>> start Records to use

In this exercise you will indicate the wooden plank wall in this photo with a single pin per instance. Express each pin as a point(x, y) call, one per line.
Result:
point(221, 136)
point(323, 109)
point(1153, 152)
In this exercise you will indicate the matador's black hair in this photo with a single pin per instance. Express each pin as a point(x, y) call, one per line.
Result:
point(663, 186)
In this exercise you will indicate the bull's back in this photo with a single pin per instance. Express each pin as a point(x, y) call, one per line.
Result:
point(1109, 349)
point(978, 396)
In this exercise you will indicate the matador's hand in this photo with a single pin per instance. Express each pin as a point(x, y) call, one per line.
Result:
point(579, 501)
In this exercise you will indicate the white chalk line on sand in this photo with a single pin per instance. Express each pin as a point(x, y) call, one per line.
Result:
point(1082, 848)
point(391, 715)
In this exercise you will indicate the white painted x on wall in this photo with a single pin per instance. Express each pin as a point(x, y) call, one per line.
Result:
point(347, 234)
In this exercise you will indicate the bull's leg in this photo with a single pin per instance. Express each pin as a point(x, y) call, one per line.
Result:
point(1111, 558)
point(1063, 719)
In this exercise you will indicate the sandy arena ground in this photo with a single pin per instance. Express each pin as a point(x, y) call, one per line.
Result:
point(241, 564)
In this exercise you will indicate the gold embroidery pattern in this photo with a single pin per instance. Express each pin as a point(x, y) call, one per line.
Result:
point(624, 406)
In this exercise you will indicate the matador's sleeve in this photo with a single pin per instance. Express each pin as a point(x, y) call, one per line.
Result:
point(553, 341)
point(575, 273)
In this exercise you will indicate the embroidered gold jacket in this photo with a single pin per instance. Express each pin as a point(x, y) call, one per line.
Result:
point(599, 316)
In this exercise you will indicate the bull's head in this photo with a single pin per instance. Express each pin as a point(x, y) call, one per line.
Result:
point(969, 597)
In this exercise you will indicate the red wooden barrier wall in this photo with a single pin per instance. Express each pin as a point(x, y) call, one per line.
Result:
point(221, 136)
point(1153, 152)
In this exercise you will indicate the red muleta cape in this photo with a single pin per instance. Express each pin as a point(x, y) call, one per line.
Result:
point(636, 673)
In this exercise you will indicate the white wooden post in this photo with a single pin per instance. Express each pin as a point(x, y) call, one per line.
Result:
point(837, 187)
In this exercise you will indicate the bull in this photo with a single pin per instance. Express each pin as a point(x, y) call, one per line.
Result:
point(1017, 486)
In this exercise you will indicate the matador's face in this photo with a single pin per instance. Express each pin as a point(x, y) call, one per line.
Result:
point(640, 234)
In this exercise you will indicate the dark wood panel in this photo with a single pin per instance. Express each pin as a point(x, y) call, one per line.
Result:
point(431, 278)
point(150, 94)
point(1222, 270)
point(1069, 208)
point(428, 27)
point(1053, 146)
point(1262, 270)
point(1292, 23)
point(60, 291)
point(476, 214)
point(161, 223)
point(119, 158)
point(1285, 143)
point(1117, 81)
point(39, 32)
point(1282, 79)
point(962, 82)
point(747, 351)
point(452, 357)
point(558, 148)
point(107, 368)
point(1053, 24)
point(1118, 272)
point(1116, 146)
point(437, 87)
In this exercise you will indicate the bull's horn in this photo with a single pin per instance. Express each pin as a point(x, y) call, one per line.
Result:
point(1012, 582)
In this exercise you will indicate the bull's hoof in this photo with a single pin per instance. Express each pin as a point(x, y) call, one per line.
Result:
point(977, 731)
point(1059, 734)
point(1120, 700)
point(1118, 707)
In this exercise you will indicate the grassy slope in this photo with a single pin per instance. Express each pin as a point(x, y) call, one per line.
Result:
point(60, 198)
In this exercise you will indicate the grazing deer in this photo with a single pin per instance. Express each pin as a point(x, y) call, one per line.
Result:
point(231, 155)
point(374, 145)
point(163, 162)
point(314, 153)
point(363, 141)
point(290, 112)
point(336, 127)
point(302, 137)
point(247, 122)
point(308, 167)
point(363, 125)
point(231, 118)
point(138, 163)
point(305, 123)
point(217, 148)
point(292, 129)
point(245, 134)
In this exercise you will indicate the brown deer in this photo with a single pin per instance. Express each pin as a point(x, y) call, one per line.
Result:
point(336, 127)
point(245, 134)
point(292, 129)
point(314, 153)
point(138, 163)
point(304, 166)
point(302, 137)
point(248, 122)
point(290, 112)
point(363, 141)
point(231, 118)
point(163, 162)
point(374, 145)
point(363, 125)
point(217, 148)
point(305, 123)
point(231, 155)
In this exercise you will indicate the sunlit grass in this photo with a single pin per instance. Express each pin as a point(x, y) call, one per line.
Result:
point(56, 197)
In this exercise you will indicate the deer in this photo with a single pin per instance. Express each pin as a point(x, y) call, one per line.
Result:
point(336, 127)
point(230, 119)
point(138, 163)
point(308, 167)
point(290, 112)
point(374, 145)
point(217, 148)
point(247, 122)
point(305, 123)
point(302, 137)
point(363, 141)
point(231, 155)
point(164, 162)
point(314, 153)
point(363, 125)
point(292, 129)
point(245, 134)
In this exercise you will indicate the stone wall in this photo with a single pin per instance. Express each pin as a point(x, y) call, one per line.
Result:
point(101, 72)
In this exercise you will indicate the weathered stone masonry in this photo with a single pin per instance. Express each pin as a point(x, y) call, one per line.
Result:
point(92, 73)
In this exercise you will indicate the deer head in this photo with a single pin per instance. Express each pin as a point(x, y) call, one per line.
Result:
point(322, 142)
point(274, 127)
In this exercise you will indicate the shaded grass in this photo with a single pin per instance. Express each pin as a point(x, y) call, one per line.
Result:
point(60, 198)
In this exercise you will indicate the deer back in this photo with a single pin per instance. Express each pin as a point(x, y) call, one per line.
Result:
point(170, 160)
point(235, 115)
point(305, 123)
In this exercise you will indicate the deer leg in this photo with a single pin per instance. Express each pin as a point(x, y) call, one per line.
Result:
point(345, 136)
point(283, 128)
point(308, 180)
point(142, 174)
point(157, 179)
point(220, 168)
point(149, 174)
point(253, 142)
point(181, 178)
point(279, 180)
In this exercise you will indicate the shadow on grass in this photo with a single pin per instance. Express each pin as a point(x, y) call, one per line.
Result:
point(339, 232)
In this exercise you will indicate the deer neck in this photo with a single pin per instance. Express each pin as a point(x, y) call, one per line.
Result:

>> end Records to use

#### Objective:
Update the part that opens with the first line of the items and closes with the line containing "point(1063, 719)", changing "matador's" to "bullfighter's" and leaving everything else unchanged.

#### Answer to this problem:
In this exercise you will indicate the wooden plank wall in this photo with a single pin per instance. Express each pin as a point(x, y) call, one per line.
Result:
point(221, 136)
point(323, 109)
point(1153, 152)
In this exercise you will indicate the bullfighter's black hair in this photo with a single pin per instance. Express each pin as a point(x, y) call, one per line.
Result:
point(663, 186)
In this exercise you will indicate the bull's back in this photo with a single pin per instance. Express each pin as a point(x, y) call, one per line.
Result:
point(1109, 349)
point(978, 396)
In this exercise you will indicate the bullfighter's hand in this photo with a single pin per instance. Express each pin as a point(x, y) call, one per line.
Result:
point(579, 501)
In this exercise you will indicate the white chalk line on sand in this photo with a single pin per instance. Express each pin as a point(x, y) call, one per line.
Result:
point(1082, 848)
point(391, 715)
In this exercise you will indicate the white painted x on wall in this photo with a single pin per instance. Express each pin as a point(x, y) call, one per line.
Result:
point(347, 234)
In this exercise you will indicate the bull's leg in this photo with a single pin per instance. Express each pin as a point(x, y) call, one per line.
Result:
point(1111, 558)
point(1063, 719)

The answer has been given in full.